§ EXERCISE DESCRIPTION
Identify each line in the items below that contains the string "target", and copy every such line.

§ Dataset records
--- --- ---

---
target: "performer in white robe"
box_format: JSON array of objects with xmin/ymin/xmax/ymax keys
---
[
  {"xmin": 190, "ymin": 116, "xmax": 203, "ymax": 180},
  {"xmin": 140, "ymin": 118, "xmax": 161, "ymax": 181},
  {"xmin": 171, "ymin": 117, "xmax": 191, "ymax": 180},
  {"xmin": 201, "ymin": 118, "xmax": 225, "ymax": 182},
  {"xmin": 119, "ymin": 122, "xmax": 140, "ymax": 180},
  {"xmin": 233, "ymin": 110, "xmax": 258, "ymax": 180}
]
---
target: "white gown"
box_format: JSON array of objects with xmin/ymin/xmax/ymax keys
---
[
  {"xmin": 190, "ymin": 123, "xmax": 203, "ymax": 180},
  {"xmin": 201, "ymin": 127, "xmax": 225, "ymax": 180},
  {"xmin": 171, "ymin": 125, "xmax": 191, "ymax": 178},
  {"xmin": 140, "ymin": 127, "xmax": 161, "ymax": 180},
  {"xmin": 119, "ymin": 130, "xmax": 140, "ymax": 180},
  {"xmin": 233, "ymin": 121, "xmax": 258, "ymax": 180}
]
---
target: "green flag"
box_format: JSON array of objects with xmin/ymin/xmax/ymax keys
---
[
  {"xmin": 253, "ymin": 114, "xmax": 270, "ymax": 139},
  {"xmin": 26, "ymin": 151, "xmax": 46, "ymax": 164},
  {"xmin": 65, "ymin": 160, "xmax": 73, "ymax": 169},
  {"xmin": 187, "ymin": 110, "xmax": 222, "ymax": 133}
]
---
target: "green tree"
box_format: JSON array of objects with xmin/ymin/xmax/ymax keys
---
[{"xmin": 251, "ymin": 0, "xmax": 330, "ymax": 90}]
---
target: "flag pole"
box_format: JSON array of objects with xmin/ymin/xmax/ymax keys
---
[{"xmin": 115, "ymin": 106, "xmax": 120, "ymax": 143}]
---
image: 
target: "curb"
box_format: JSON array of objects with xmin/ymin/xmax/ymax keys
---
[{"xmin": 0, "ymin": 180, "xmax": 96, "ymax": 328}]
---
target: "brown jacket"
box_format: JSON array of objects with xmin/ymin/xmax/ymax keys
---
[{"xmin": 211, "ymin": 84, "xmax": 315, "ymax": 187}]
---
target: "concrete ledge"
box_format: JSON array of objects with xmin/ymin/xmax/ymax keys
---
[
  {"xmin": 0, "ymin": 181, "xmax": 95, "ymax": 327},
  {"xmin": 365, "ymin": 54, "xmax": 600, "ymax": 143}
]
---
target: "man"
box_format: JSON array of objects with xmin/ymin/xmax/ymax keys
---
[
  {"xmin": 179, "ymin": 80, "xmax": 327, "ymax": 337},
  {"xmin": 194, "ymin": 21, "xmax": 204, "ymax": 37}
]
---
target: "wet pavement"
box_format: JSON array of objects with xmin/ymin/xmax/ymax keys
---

--- --- ---

§ ANSWER IN FULL
target: "performer in white robe"
target: "white gown"
target: "green flag"
target: "green tree"
target: "flag pole"
target: "curb"
target: "brown jacket"
target: "concrete ledge"
target: "man"
target: "wet pavement"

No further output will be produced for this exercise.